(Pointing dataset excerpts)
=======
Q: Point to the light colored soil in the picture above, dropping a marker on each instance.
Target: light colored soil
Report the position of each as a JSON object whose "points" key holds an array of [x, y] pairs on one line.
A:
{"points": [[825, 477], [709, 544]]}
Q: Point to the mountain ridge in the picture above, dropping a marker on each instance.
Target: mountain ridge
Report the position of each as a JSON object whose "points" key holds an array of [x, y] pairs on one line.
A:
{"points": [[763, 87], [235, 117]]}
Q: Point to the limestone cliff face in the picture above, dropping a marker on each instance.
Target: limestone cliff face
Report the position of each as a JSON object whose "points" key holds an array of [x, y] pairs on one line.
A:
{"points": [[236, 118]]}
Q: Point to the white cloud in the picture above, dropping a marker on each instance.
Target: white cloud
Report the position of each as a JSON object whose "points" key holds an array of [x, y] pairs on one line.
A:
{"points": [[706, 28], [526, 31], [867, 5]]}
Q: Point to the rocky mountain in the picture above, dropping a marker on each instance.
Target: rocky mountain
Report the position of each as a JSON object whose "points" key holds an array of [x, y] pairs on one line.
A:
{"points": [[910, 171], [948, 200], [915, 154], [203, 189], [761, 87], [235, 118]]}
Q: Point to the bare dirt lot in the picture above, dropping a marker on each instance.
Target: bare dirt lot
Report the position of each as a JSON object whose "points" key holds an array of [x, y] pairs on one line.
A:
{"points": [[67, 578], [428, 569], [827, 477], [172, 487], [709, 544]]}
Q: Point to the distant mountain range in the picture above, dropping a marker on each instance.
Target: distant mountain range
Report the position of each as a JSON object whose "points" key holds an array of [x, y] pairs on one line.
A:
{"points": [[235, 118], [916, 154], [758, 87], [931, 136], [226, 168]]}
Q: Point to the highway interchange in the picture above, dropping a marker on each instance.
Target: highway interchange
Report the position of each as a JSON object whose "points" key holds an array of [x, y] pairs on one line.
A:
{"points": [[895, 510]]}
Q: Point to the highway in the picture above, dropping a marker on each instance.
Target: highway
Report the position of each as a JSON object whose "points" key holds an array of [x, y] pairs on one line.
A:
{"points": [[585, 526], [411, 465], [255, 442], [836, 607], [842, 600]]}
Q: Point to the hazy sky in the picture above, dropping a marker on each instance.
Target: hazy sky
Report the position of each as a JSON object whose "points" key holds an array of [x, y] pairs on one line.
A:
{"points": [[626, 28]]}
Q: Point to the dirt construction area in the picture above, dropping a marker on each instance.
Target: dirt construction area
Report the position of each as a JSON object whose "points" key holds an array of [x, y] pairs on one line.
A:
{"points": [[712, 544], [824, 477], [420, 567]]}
=======
● **Task**: Copy out all of the items above, keeping every line unchanged.

● **Response for this exercise**:
Q: Point to the light colored soil in the picture above, dropping a marker on each instance.
Target: light colored soil
Report the position of each as a JSON object whose "points" key holds an array of [x, y] pairs on one line.
A:
{"points": [[825, 477], [709, 544]]}
Q: Point to the mountain ridge in the picture above, dropping a marker on each instance.
Target: mountain ridge
Report the position of each as a JSON object whose "points" key holds an array of [x, y] pairs on one line.
A:
{"points": [[763, 87], [235, 117]]}
Q: Point to the limestone cliff face in the picture above, dropping a marker on each instance.
Target: limestone cliff face
Report the position of each as a JSON object whose "points" key holds an array of [x, y] pairs on one line.
A:
{"points": [[236, 118]]}
Q: Point to the white cloud in the picture above, dropping a marker on each instance.
Target: white cloud
Report the position of each as a JSON object whose "points" key holds an array of [x, y] pairs on one line.
A:
{"points": [[706, 28], [526, 31], [867, 5]]}
Q: Point to the rocky mountain in the picture above, dropping a marker on each instance.
Target: rocky mountain
Report the position of each as a JSON object whose "points" key holds an array of [x, y] pairs on one line.
A:
{"points": [[910, 171], [948, 200], [915, 154], [203, 189], [761, 87], [235, 118]]}
Q: Point to the bare dirt lot in the picture above, dropping a marker on each instance.
Target: bare dirt lot
Report the position of each as a JSON object whose "points" key holds an array of [x, y] pairs on one line.
A:
{"points": [[67, 578], [428, 569], [827, 477], [172, 487], [709, 544]]}
Q: Point to the distant mountain range in the picture above, dropping a marker on each instance.
Target: distant mountain range
Report the position of each as a JSON object whose "points" key holds an array of [x, y] pairs on one line.
A:
{"points": [[235, 118], [916, 154], [758, 87], [931, 136], [226, 168]]}
Q: Point to the highway interchange in the picture above, dropping a marker on each instance.
Target: highway interchange
Report the position of each as a JSON object whose "points" key holds an array of [x, y] pairs on one line.
A:
{"points": [[895, 510]]}
Q: Point to the highway in the picture above, dropping a marker on each instance.
Target: highway
Report the position of each as a JSON object whose "points" key holds an array of [x, y] pairs on one line.
A:
{"points": [[585, 526], [411, 465], [255, 442], [836, 607], [842, 600]]}
Q: Point to the hazy sky in the picture above, dropping a marker on each instance.
Target: hazy sky
Report the position of each as a JSON object whose "points" key holds an array of [x, y] pairs on one line.
A:
{"points": [[626, 28]]}
Q: Point to the dirt construction area in the picture above, dropping a marker on each instance.
Target: dirt construction area
Report the position of each as a JSON object whose "points" key holds an array of [x, y] pairs on one line.
A:
{"points": [[712, 544], [824, 477], [420, 567]]}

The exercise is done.